### Information shown
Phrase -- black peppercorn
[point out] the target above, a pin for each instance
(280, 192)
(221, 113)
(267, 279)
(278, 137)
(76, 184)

### Exercise objective
Reproduce every line of the records above, requests included, and shift each point coordinate in the answers by adding 90 to both of its numbers.

### Complete response
Phrase -- black peppercorn
[point out] the target above, a pin for each instance
(370, 282)
(311, 203)
(357, 369)
(368, 227)
(166, 274)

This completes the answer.